SHORT PROBLEM 1 - Set down, without alteration, the stretch of the records from the line that contains "Annotate the decorative" through the line that contains "column 164, row 303".

-- Begin PASSAGE GIVEN --

# When To Start



## FUM (Feb 19, 2010)

When to start planting?  One year I started my plants at the first of April. Than 2 mo.s later my buddy started his first of June and by his caught up to mine. I felt like I wasted 2 mo.s. That was out side with no greenhouse (GH). I will be using a GH this year, But, I don't want to waste 2 mo.s again. PLEASE, SEND ME YOUR INPUT ON WHEN TO START outside in a GH. Green Blessings and peace out.


----------



## rebel (Feb 21, 2010)

I want to know also when to start. I am going to use 4' floresent to start them and plant outside later. im in zone 6. Is it too early ?


----------



## pcduck (Feb 21, 2010)

I have already started


----------



## tcbud (Feb 21, 2010)

I put mine (seed plants or clones) out in mid May.  I will be starting them next month inside, under 14 hours of floro light (t5's).  Mid May has 14 hours of light here.  If I had a green house, I would prolly start them in (seeds) the end of March.  It kinda depends how warm the over night temps are gonna be in the Greenhouse.  Keeping them above 46f (overnight, warmer during day of course) and you should do fine, IMO.


----------



## ozzydiodude (Feb 21, 2010)

I have been taking clones to put outside for the past 2 weeks. When today and turned the soil in my grow holes


----------



## Heemhoff17 (Feb 21, 2010)

I'm going to start germination next week some time...I am putting them in a enclosed green house though.


----------



## ftw2012 (Feb 21, 2010)

i started mine 2 weeks ago...i plan to sex them and make a bunch of clones and start putting them outside at the end of may and ill probably keep cloning inside and moving them outside until august....but to be honest i didnt even count how many weeks ahead i started them....just couldnt wait any longer..... im in zone 4b


----------



## leafminer (Feb 21, 2010)

I've been going since November. Growth rate on a sunny day in the gh is amazing.


----------



## legalize_freedom (Feb 21, 2010)

I have started seeds or taken clones in feb and planted at the end of april for over 20 yrs.

Never used a green house though...would be nice!


----------



## ftw2012 (Feb 22, 2010)

i agree freedom....that would be sweet!


----------



## GuerillaGrower420 (Feb 23, 2010)

I can't wait to get mine started this year. Unfourtuanately [sp] I have to do it 100% outside so I wait until at least mid-late April or beginning of may


----------



## leafminer (Feb 23, 2010)

The gh does give me a little more control. If there is not solid cloud cover I do get heating. Like this morning, it was completely overcast but not raining. The gh temperature was 15C and outside it was 11C which is a useful difference.

But the cloud cover thickened by mid-day and it began to drizzle. I rechecked the temps and it was 12C inside and outside the same. But at least the plants were keeping dry.


----------



## FUM (Feb 24, 2010)

-- End PASSAGE GIVEN --

SHORT PROBLEM 2 - From the thread on when to start planting, extract word for word the stretch from "## leafminer (Feb 23, 2010)" through "were keeping dry.".

-- Begin INFORMATION PROVIDED --

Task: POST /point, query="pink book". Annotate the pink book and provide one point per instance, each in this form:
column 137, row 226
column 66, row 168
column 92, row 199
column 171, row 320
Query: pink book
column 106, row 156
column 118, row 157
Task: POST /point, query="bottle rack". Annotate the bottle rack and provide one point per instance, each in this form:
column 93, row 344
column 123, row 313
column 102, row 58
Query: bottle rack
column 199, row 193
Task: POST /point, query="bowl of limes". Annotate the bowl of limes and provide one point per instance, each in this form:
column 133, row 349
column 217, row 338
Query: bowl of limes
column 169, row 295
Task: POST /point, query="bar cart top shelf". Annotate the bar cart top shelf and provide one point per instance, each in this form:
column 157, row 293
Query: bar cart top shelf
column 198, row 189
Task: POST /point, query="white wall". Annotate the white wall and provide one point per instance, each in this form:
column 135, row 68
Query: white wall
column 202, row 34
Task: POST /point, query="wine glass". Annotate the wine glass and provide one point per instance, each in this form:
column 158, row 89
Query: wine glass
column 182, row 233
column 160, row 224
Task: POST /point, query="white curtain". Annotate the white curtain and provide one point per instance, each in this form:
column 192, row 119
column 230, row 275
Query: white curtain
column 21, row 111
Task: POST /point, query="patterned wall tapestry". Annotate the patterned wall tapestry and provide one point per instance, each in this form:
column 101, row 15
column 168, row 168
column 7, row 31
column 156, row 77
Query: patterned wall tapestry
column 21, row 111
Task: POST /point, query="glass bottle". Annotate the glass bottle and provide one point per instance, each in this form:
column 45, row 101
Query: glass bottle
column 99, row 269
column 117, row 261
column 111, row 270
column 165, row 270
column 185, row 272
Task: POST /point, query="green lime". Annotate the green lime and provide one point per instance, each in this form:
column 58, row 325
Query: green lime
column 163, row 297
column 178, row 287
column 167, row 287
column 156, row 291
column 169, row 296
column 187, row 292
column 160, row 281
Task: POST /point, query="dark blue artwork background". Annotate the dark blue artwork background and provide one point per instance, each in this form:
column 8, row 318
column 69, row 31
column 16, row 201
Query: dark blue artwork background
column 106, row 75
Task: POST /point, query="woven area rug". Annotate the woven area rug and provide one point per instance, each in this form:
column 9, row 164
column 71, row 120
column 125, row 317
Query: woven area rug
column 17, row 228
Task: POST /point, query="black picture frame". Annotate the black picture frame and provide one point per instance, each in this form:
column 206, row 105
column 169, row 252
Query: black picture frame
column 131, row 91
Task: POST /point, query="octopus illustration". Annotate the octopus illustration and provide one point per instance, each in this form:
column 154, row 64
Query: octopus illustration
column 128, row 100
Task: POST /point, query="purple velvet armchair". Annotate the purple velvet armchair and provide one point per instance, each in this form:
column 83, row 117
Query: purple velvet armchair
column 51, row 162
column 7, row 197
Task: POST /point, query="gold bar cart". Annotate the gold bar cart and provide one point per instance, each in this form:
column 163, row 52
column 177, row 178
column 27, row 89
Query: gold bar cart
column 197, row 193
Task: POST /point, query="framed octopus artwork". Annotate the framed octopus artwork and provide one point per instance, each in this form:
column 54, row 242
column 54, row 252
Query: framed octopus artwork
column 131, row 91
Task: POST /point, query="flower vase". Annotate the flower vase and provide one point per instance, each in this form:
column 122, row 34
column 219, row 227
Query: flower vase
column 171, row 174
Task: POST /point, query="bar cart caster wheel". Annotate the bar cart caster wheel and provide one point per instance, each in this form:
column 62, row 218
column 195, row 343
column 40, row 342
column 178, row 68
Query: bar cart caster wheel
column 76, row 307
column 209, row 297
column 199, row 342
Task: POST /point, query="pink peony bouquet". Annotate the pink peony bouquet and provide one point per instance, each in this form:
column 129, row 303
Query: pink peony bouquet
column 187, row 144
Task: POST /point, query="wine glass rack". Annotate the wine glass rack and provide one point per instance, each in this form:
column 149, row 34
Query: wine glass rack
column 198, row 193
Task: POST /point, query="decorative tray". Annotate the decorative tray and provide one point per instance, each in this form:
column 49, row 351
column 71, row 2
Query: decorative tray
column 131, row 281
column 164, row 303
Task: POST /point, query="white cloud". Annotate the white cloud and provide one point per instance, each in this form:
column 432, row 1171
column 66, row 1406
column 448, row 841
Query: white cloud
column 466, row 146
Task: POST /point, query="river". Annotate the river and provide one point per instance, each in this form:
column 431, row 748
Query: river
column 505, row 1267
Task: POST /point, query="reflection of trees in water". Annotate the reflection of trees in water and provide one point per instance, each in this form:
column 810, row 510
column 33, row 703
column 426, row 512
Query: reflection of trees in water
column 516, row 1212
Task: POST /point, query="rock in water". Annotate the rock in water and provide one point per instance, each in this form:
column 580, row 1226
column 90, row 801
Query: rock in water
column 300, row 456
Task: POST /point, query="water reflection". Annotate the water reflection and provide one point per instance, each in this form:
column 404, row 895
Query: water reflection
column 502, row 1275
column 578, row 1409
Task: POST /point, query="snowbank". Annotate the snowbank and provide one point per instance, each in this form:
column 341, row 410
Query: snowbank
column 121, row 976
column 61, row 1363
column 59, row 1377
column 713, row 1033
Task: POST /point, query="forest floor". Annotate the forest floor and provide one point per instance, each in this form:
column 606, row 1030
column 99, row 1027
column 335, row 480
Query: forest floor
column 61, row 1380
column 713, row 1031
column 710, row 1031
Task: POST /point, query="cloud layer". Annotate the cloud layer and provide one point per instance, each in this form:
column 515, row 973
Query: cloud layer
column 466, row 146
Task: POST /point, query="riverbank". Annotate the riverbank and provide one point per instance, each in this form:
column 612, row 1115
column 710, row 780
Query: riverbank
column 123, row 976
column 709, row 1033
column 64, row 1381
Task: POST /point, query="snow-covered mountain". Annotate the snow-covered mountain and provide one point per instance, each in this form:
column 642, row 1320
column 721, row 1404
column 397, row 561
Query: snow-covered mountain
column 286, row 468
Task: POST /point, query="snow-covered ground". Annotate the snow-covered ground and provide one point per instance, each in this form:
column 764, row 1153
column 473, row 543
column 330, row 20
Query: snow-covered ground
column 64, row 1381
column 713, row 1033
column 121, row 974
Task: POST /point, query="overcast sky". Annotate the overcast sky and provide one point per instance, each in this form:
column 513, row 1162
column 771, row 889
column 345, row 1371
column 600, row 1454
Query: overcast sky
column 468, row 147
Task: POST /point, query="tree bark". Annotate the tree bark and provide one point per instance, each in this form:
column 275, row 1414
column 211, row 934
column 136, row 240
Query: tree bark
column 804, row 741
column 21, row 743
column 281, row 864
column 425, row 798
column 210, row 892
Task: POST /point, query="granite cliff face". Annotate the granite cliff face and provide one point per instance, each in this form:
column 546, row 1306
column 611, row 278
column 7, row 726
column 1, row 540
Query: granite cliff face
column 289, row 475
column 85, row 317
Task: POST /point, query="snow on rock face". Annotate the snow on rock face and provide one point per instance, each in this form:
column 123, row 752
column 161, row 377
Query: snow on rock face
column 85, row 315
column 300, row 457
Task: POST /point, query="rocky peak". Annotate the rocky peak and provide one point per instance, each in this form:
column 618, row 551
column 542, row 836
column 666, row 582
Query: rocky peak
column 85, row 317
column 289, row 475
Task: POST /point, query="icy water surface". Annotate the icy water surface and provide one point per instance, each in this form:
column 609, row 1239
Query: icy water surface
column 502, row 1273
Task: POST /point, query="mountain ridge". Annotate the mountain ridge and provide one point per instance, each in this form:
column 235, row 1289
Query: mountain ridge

-- End INFORMATION PROVIDED --

CORRECT OUTPUT 1 -
Task: POST /point, query="decorative tray". Annotate the decorative tray and provide one point per instance, each in this form:
column 49, row 351
column 71, row 2
Query: decorative tray
column 131, row 281
column 164, row 303

CORRECT OUTPUT 2 -
## leafminer (Feb 23, 2010)

The gh does give me a little more control. If there is not solid cloud cover I do get heating. Like this morning, it was completely overcast but not raining. The gh temperature was 15C and outside it was 11C which is a useful difference.

But the cloud cover thickened by mid-day and it began to drizzle. I rechecked the temps and it was 12C inside and outside the same. But at least the plants were keeping dry.